*Short task:* Can you pull out every line in the material below that contains the word "distant"?

*Items for contour labeling:*
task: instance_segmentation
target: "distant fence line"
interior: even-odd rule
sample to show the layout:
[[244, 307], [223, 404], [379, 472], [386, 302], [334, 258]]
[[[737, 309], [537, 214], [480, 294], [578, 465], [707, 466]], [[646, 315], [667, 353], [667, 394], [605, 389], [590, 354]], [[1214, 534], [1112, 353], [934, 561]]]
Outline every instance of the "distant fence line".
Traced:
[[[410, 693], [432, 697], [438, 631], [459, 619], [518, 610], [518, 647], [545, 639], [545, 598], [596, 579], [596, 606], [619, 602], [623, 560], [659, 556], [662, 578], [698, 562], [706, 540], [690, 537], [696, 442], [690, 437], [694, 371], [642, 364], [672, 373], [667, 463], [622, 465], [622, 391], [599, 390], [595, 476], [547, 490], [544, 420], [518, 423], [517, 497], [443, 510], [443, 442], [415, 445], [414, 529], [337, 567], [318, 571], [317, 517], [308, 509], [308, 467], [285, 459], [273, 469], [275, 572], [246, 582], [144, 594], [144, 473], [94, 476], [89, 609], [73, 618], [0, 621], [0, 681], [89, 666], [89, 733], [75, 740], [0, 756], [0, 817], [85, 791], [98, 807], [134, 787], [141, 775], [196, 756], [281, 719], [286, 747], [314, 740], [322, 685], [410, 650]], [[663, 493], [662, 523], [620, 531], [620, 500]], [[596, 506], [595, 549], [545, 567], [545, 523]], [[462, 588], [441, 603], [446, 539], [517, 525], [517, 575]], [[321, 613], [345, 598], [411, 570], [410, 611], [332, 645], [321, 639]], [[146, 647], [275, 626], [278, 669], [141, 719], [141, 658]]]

*The answer:*
target: "distant fence line"
Outline every instance of the "distant fence line".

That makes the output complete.